Objetivo declarado 1: Diga se cada afirmação abaixo está de acordo com o texto sobre as mulheres de Calama e cite literalmente as palavras do texto que decidem a resposta: (a) o grupo de mulheres se dedica há 30 anos a buscar os corpos de familiares assassinados; (b) os cadáveres foram levados 26 quilômetros deserto adentro; (c) Calama fica a 2.260 metros de altura.

Trecho da página:

Por Maria Clara Lucchetti
Bingemer
No Dia Internacional da Mulher, sempre escolhemos uma ou outra das inúmeras
mulheres admiráveis que conhecemos para homenageá-las. Desta vez, escolho
um coletivo: o grupo de mulheres de Calama, no Chile. Trata-se de um grupo de
mulheres que se organizou na pequena cidade de Calama, no deserto de Atacama,
norte do Chile, e que há 30 anos dedica-se a buscar os corpos de seus
familiares assassinados.
Situada a 2.260 metros de altura, Calama é a porta de entrada para a
maravilha do deserto de Atacama, monumento arqueológico e geológico que atrai
turistas do mundo inteiro. Ali estão instalados os telescópios mais
poderosos do mundo, uma vez que o céu do Atacama é onde se pode visualizar mais
astros e estrelas, descobrir novos movimentos do firmamento que não se
conseguem enxergar em outras partes do mundo. Ao mesmo tempo o Atacama é o
deserto mais seco do mundo.
Em 1973, o Chile sofreu um golpe de estado que culminou com a morte do
presidente Salvador Allende e a tomada do poder pela ditadura encabeçada pelo
general Augusto Pinochet. Até 1990 o país viveu sob esse regime de
força que se notabilizou por ser um dos mais cruéis de todos os que assolaram,
naqueles anos de chumbo, o continente latino-americano.
A tragédia que dá origem ao grupo de mulheres ocorreu também em 1973, no mês de
outubro. Chegou a Calama a missão militar ordenada pelo general Pinochet
com 26 prisioneiros políticos que foram tirados da prisão onde se
encontravam detidos – em pleno deserto – e executados, com golpes de facas e
rajadas de metralhadora. Os cadáveres foram colocados em um caminhão,
levados 15 quilômetros deserto adentro e sepultados clandestinamente em uma
grande fossa.
Como acontecia no regime Pinochet, os detidos “desapareciam”. A
família não sabia de seus paradeiros nem onde procurá-los. Assim foram
vividos os quase 20 anos da ditadura militar chilena. As mulheres de
Calama – mães, esposas, filhas, noivas e namoradas – passaram todo esse tempo
procurando, batendo à porta de batalhões e tribunais, falando com quem
podiam. Quando se iniciou a transição, em 1990, foram informadas sobre a
existência da fossa clandestina. E ao visitá-la, encontraram-na quase
vazia. Só havia alguns ossos remanescentes que testemunhavam a presença
dos corpos ali.

(Entradas de anotação de coordenadas)

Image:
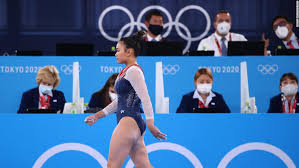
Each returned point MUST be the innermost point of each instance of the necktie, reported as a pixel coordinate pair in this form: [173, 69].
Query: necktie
[223, 47]
[290, 45]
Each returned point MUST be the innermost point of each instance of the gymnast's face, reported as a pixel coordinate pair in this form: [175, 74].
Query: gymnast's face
[122, 54]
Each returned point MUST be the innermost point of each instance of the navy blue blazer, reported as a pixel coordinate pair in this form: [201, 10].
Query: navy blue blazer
[275, 42]
[276, 104]
[30, 100]
[188, 104]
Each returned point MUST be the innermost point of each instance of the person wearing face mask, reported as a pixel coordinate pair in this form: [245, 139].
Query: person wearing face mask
[105, 96]
[284, 37]
[154, 25]
[45, 96]
[218, 41]
[287, 101]
[203, 96]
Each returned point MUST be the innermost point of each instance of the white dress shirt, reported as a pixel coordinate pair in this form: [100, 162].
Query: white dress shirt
[294, 42]
[149, 38]
[209, 43]
[46, 97]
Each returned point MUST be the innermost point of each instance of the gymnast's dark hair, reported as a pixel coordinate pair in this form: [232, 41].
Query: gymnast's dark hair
[134, 42]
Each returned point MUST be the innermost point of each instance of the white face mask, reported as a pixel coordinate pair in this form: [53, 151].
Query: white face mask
[45, 89]
[204, 88]
[282, 32]
[223, 28]
[112, 96]
[289, 89]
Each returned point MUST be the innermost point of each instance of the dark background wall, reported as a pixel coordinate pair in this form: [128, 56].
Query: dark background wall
[39, 25]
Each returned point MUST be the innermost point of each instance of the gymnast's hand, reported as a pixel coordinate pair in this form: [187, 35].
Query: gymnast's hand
[90, 120]
[155, 131]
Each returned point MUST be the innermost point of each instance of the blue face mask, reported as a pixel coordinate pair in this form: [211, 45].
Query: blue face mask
[45, 89]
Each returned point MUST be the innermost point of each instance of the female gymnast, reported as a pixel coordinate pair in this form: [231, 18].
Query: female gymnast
[128, 136]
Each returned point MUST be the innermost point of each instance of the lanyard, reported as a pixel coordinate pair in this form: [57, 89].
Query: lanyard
[123, 71]
[292, 109]
[218, 45]
[45, 104]
[201, 105]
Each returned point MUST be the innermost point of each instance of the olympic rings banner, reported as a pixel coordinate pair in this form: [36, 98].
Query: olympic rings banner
[168, 26]
[17, 75]
[194, 141]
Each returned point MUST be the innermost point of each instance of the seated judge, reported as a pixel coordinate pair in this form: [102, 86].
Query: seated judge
[218, 41]
[287, 101]
[154, 24]
[203, 96]
[284, 37]
[105, 96]
[45, 96]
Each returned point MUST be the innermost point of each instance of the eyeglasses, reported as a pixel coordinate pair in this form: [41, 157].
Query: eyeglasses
[282, 23]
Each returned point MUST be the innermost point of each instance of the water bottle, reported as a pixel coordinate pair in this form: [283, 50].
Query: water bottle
[74, 108]
[85, 107]
[247, 107]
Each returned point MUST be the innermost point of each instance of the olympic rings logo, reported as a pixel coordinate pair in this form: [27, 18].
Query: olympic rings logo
[267, 69]
[170, 69]
[68, 69]
[176, 23]
[167, 146]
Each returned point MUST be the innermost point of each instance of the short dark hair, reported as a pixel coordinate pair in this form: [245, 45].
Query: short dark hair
[149, 15]
[220, 12]
[289, 75]
[134, 42]
[281, 17]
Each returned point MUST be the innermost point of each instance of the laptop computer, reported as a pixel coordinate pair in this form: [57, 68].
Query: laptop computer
[245, 48]
[201, 53]
[74, 49]
[28, 53]
[164, 48]
[41, 111]
[287, 52]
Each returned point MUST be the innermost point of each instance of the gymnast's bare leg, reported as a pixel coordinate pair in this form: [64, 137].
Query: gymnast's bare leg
[126, 140]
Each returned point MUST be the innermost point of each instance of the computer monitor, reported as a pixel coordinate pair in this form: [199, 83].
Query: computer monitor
[245, 48]
[205, 110]
[106, 53]
[74, 49]
[201, 53]
[165, 48]
[287, 52]
[29, 53]
[41, 111]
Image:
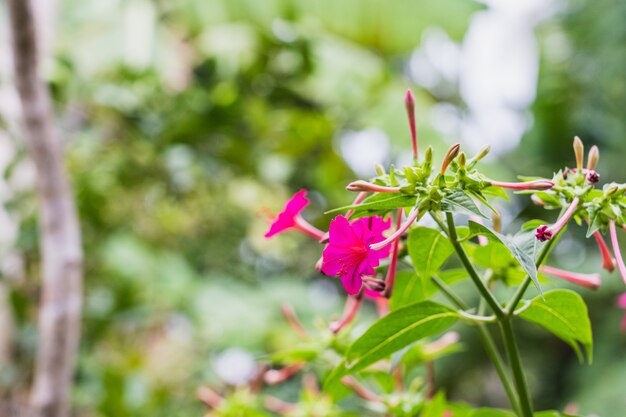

Objetivo declarado 2: Nas entradas de anotação de coordenadas, troque "laptop computer" por "notebook computer" no trecho que começa na linha que contém "form: [283, 50]." e vai até o fim das entradas, com as duas pontas incluídas, sem alterar mais nada. Devolva somente esse trecho e deixe as imagens de fora.

Resposta completa 1:
(a) Sim: "há 30 anos dedica-se a buscar os corpos de seus familiares assassinados".
(b) Não: "levados 15 quilômetros deserto adentro".
(c) Sim: "Situada a 2.260 metros de altura".

Resposta completa 2:
Each returned point MUST be the innermost point of each instance of the water bottle, reported as a pixel coordinate pair in this form: [283, 50].
Query: water bottle
[74, 108]
[85, 107]
[247, 107]
Each returned point MUST be the innermost point of each instance of the olympic rings logo, reported as a pixel coordinate pair in this form: [27, 18].
Query: olympic rings logo
[267, 69]
[170, 69]
[68, 69]
[176, 23]
[167, 146]
Each returned point MUST be the innermost point of each instance of the short dark hair, reported as a pixel coordinate pair in this form: [245, 45].
Query: short dark hair
[149, 15]
[220, 12]
[289, 75]
[134, 42]
[281, 17]
Each returned point MUST be the innermost point of each instance of the notebook computer, reported as a pixel coordinate pair in this form: [57, 68].
Query: notebook computer
[245, 48]
[201, 53]
[74, 49]
[28, 53]
[164, 48]
[41, 111]
[287, 52]
Each returned point MUST be the innermost point of each instance of the gymnast's bare leg, reported as a pixel coordinate pair in this form: [64, 137].
Query: gymnast's bare leg
[126, 140]
Each returned point MUST be the innermost point of each instance of the computer monitor, reported as a pixel coordinate pair in this form: [199, 83].
Query: computer monitor
[245, 48]
[205, 110]
[106, 53]
[74, 49]
[201, 53]
[165, 48]
[287, 52]
[29, 53]
[41, 111]
Image:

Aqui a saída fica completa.